Maria Cruz Gray is a spokeswoman for Bishop Oscar Solis of the Diocese of Salt Lake City, which encompasses the 84,899 square miles that make up the state of Utah. She described him as a “traveler bishop” who “enjoys going out to meet as many people as he can.”

Bishop Solis travels mostly by car and has a deacon come along both to help with driving and for safety. Utah is known as the land of “sun and salt,” Gray said, referencing the state’s Great Salt Lake, but noted that other parts of the state are known for their beautiful forests, grasslands, high desert cliffs and wind-sculpted sandstone.

Bishop Oscar Solis of the Diocese of Salt Lake City snaps a photo at Kolob Canyon, one of the wonders of Utah that he sees as he traverses the state and ministers to his flock, which includes a young parishioner (below) at St. Joseph parish in Monticello, Utah.

The diocese is also implementing a greater use of technology, such as videoconferencing, added Jean Hill, diocesan director of the Office of Life, Justice and Peace, which “allows us to talk to each other despite the hundreds of miles between parishes and the diocese.”

But people still want to see their bishop in person, Gray noted, which means Bishop Solis is frequently on the road visiting the state’s 51 parishes and 18 missions, which serve 300,000 registered Catholics (and many more unregistered faithful).

It can be hazardous making it to some portions of the state in winter. Heading to St. George in the southwest end of the state, for example, means passing through canyons in the midst of a massive snowstorm. When he goes to Moab in the eastern part of the state and Kanab and other locations in the south, it means traveling over icy, two-lane roads.

But despite the challenges, Gray said, “He loves it, and the people love seeing their bishop.”


Spud State Sojourn

Bishop Peter Christensen has served as bishop of Boise, Idaho, since 2014. He is the only bishop serving Boise, which encompasses the entire state, 83,642 square miles. The state has 150,000 Catholics, or 11% of the population.

Dataset excerpts:
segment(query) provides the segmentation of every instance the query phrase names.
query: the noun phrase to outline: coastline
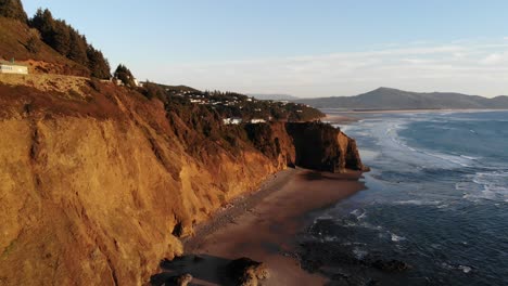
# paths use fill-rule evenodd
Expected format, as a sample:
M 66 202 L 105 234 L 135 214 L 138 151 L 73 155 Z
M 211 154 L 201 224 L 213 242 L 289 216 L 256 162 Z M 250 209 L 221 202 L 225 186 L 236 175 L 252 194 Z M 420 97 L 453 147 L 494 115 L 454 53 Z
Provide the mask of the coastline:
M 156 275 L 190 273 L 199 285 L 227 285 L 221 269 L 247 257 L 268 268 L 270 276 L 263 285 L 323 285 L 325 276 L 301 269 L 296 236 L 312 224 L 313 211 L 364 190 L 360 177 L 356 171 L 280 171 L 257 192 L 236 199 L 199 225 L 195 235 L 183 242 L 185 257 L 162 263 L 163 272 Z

...

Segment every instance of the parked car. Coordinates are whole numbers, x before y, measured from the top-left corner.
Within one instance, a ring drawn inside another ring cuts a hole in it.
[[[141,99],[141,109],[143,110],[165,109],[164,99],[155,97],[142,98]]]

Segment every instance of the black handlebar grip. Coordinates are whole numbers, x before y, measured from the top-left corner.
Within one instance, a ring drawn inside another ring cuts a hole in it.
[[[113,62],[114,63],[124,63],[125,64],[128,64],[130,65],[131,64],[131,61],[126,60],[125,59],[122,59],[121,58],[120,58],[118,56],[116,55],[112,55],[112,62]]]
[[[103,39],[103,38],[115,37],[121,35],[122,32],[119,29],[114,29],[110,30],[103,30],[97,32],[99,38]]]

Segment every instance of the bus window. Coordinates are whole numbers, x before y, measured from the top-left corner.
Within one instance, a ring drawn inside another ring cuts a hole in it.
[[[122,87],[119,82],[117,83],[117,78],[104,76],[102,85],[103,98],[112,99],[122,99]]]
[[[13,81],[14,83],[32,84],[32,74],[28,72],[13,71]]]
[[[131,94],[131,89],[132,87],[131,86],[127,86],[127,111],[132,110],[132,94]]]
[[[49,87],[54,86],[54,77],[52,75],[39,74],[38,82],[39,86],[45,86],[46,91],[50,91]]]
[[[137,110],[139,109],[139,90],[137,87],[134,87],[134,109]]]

Work item: Please carry on the piece about the bishops of Salt Lake City and Boise, starting right after its final sentence.

Output of the task:
Logistically, it is a challenge, he said, as he spends a third of his time on the road. Driving from the parishes in the north to those in the south of the state takes nine hours. He noted that when, in 2014, the papal nuncio called to inform him that the Holy Father was moving him from the Diocese of Superior, Wisconsin, to Idaho, the nuncio said, “You’re used to a mission diocese and don’t mind driving.”

Occasionally, when Bishop Christensen is in a hurry to get somewhere, he’ll go by airplane, but most of the time he drives. “If I were in a metropolitan diocese, and people could come to a hub with ease, I wouldn’t spend so much time on the road. But people are spread out in Idaho and can’t travel as far, so I go to them. I do 30 confirmations a year, as well as many celebrations; I don’t expect them to come to me.”

While Boise and a few towns have significant populations, most of the state is rural. There is a large Hispanic population, many Mormons in the south, and five nations of American Indians. There are 110 churches and chapels across the state, of which he’s visited about 90%. “I especially like going to the small clapboard churches, which really maintain a sense of community. It reminds me of the Church of long ago, where hospitality is key. Some may not even have a full-time pastor.”

The parishes extend warm hospitality to him, which he finds “quite sweet.” In a recent visit to the small parish of St. Jerome’s in Riggins, he was told, “We want you to know that you’re the first bishop we’ve seen here in 45 years.”

The state’s scenery is spectacular, he said, with features such as mountains, high desert, lava beds, quaint farms, rivers, meadows, hot springs and an abundance of wildlife.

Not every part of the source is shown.